====== Records for the exercise

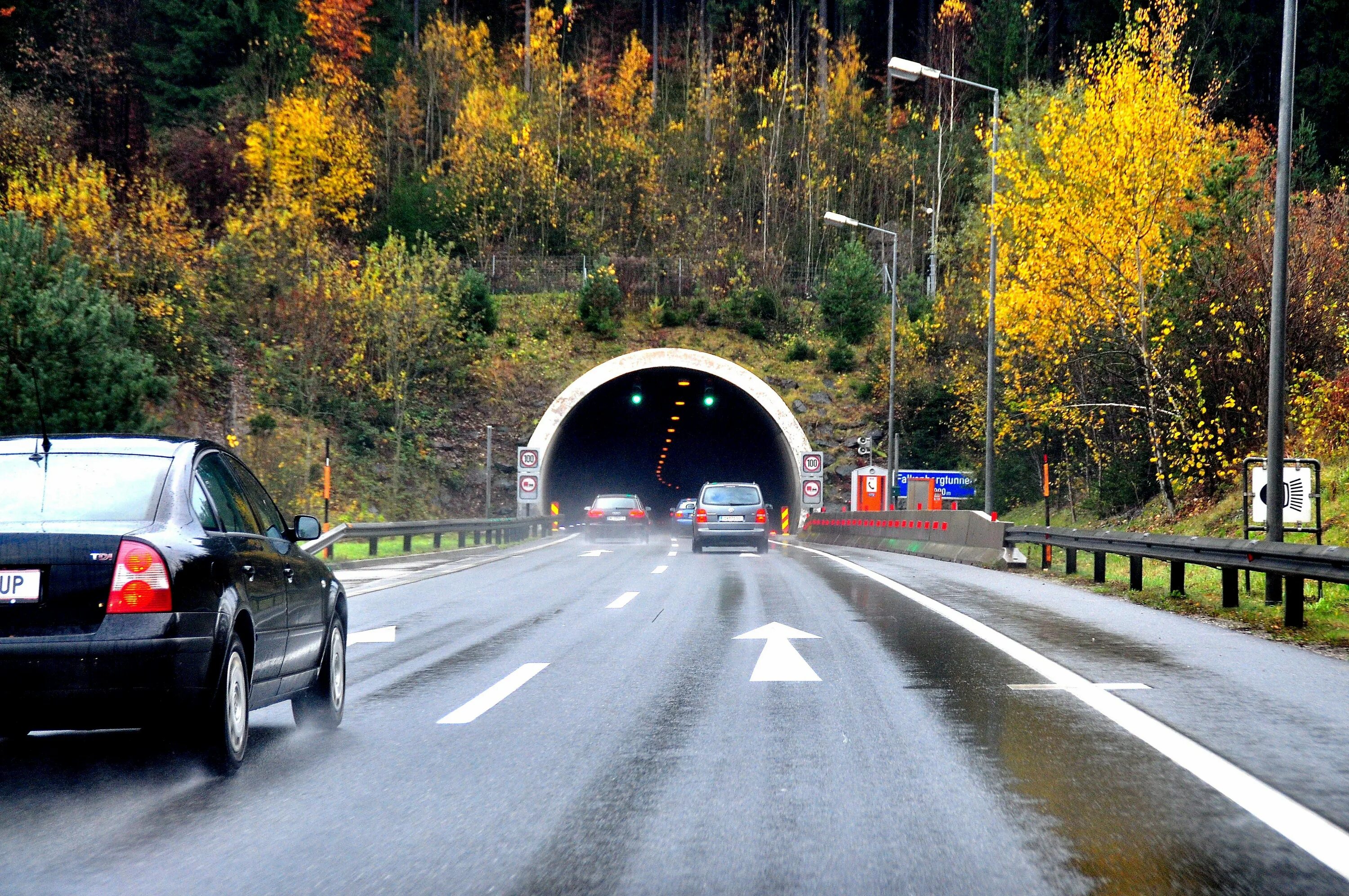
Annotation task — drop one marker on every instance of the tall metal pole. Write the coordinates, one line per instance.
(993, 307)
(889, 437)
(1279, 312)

============
====== Records for the exercise

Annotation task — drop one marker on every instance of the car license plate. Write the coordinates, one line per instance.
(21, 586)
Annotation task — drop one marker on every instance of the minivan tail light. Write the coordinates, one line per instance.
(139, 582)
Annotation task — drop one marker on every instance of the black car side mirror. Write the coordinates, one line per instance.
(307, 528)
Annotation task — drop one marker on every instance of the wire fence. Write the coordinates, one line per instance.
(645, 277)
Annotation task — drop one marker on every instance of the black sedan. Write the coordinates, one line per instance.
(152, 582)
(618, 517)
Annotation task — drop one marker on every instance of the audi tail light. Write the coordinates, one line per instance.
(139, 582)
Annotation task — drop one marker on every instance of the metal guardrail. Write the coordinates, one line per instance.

============
====== Records for the exercise

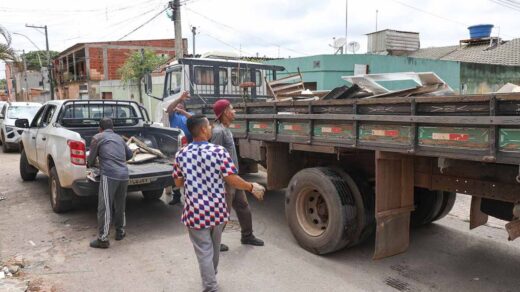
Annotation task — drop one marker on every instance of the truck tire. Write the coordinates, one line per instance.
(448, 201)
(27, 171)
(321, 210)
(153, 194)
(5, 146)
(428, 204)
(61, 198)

============

Brief
Using the records above, restate word for word the lines from the one with "sedan. Write the coordinates, one line per instance." through the one with "guardrail. Write the coordinates, one line per instance.", both included.

Output for this exercise
Annotation task — drop one marker on every instance of the black sedan. Write the coordinates, one line per instance.
(152, 582)
(618, 517)
Annotation task — drop one marker on every instance of the audi tail light. Write the coordinates, one line per instance.
(139, 582)
Annotation task — drop one marker on every instance of the metal guardrail. Write the coordinates, one line per instance.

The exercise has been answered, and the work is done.